*Brief*:
What's needed is a full, exact retyping of the records.

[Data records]

★ ★ ★ ★ ★

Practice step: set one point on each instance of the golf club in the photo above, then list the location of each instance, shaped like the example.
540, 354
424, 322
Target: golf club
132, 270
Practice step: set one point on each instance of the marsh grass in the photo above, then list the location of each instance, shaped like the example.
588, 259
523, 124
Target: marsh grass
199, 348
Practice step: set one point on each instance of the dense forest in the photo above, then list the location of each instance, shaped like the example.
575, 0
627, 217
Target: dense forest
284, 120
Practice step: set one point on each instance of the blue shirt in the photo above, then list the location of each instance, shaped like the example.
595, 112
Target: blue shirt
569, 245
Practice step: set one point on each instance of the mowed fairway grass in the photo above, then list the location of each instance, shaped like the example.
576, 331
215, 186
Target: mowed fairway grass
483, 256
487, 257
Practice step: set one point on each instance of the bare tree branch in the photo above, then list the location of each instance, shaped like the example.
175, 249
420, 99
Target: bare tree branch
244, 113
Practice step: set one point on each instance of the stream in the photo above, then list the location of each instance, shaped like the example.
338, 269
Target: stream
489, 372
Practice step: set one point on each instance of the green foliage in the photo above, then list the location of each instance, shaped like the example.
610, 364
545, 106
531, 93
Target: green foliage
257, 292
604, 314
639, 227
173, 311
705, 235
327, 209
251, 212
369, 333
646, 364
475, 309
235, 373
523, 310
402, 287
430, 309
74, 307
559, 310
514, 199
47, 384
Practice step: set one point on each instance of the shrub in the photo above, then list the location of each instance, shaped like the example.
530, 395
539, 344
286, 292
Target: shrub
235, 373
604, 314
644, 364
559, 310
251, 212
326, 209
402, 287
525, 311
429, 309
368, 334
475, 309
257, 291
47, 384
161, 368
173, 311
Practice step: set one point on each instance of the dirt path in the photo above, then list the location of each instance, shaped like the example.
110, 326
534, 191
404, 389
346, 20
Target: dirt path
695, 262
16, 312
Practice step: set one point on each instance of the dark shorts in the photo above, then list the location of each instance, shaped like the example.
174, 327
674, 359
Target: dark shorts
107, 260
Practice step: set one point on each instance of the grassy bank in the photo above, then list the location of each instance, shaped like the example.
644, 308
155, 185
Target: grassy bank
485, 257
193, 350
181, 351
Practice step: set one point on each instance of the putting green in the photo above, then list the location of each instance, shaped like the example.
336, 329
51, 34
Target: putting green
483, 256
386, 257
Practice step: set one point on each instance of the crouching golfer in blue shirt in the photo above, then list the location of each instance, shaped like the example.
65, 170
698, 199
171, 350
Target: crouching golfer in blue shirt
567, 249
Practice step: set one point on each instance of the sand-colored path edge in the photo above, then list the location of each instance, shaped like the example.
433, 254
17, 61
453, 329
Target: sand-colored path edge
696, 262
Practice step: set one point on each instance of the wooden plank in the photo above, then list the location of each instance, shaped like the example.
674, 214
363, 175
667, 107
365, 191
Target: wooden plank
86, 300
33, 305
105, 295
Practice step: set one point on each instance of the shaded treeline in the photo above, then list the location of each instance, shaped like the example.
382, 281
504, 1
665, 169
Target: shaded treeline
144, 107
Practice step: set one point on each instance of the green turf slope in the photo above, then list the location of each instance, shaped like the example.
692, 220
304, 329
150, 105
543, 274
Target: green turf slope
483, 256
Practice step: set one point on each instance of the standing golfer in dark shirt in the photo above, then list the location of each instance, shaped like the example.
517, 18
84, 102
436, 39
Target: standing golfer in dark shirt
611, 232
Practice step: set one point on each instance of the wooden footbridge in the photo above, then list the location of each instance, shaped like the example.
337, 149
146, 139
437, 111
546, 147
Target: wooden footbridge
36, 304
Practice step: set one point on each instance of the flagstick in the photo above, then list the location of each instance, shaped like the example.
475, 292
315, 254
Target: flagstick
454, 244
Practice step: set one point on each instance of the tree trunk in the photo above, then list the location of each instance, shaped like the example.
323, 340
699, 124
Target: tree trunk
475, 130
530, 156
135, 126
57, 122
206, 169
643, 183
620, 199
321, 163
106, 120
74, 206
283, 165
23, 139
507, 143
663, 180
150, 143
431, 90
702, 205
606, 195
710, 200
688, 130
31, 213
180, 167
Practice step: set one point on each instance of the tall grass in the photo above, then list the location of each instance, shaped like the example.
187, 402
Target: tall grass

★ ★ ★ ★ ★

*Task response*:
Practice step: set one point on each instance of the golf club in the photo above, then list the location of each instance, shaped like the example.
540, 354
424, 322
Target: golf club
132, 270
Practice step: set one point on each instance of the marsh grass in the photo above, then list the location of each instance, shaped like the example.
588, 259
523, 124
Target: marsh grass
199, 348
Practice step: set one point on each instance of the dense forest in the photo above, then list the location of each instance, shaped like the example.
575, 0
627, 217
Target: dense forest
284, 120
Practice step: set one point on each instance of the blue shirt in the photo above, then list the location of each instance, shaped like the example.
595, 112
Target: blue shirt
569, 245
Practice step: set one point on each instance of the mowed fairway grass in the photo above, then list the location of each instance, shaped like the example.
576, 331
215, 186
Target: mowed fairway grass
483, 256
487, 257
Practice step: set one point on each instance of the bare tree branch in the photo above, then list the location of each instance, shaped like the example.
175, 249
420, 99
Target: bare tree branch
244, 113
Practice step: set one point on each instance of the stream in the photo above, then list the location of each instance, shaped like the example.
338, 269
Target: stream
489, 372
Practice step: set one point on each instance of the green foliage in the photo above, then list the location of each instance, shaped like the example.
610, 364
545, 106
531, 93
Target: green foliage
257, 292
604, 314
639, 227
173, 311
705, 235
327, 209
251, 212
369, 333
646, 364
475, 309
235, 373
523, 310
402, 287
430, 309
74, 307
559, 310
514, 199
47, 384
Practice step: set one point on each instance of the shrub in the photo above, then list the location of each instance, shaped like the example.
530, 395
539, 344
286, 292
Target: shrub
235, 373
604, 314
644, 364
559, 310
251, 212
326, 209
402, 287
525, 311
429, 309
368, 334
475, 309
257, 291
47, 384
161, 368
173, 311
Practice step: set one point on each instance of the dirt path in the photo above, then list the location of each instance, shaped like the example.
110, 326
534, 191
404, 389
346, 20
Target: dirt path
695, 262
16, 312
Practice step: set one point on each instance of the dark shorts in the photo above, then list the location of each instance, shaped like the example.
174, 327
674, 359
Target: dark shorts
107, 260
Practice step: set one point on each instance of the grassy bank in the photo above, then list the location of each instance, shaped like the example.
644, 308
155, 185
Target: grassy bank
485, 257
193, 350
181, 351
Practice step: set one point on each instance of the putting green in the photo above, then list the location of each instance, shaped like the example.
336, 329
51, 34
Target: putting green
483, 256
386, 257
Practice step: set one point on each instance of the crouching golfer in blue shirt in the photo above, then list the location of each instance, shaped like the example.
65, 170
698, 199
171, 350
Target: crouching golfer in blue shirt
567, 249
Practice step: set one point on each instance of the sand-colored path edge in the photo above, then list the location of each instance, shaped like the example.
433, 254
17, 61
453, 329
Target: sand-colored path edge
696, 262
Practice step: set one point on each instance of the wooden plank in the photo above, then list the location of each instance, shaped like the example.
674, 214
363, 175
667, 107
365, 191
Target: wooden plank
86, 300
33, 305
105, 295
Practice step: set one point on each instance of the shaded treeline in the photo above, then list the location of each instance, shaped like the example.
382, 281
504, 1
665, 169
Target: shaded treeline
144, 107
Practice step: set one point on each instance of the green turf slope in the photo above, then list the location of each instance, shaped like the example.
692, 220
304, 329
150, 105
543, 274
Target: green turf slope
483, 256
Practice step: set one point on each instance of the standing golfer in dark shirt in the photo above, then list the location of each instance, shaped like the example.
517, 18
84, 102
436, 39
Target: standing golfer in dark shirt
611, 232
Practice step: set one point on each instance of the wooden footbridge in the photo above, then list the location of each instance, shaped like the example.
337, 149
146, 139
437, 111
546, 147
Target: wooden footbridge
36, 304
Practice step: set one point on each instance of the flagstick in the photo above, then list the location of each instance, shaped like the example.
475, 292
315, 254
Target: flagstick
454, 244
Practice step: set one point on each instance of the tree trunk in the photo above, then list the location of each instance, shaped like the example.
323, 340
699, 124
Target: tree trunk
475, 130
530, 156
135, 126
57, 122
206, 169
643, 183
620, 199
321, 163
106, 120
74, 206
283, 165
23, 139
507, 143
663, 180
150, 143
431, 90
702, 205
606, 195
710, 200
688, 130
31, 213
180, 167
Practice step: set one point on each instance of the tall grass in the photo above, then list the location of each instance, shaped like the example.
187, 402
Target: tall grass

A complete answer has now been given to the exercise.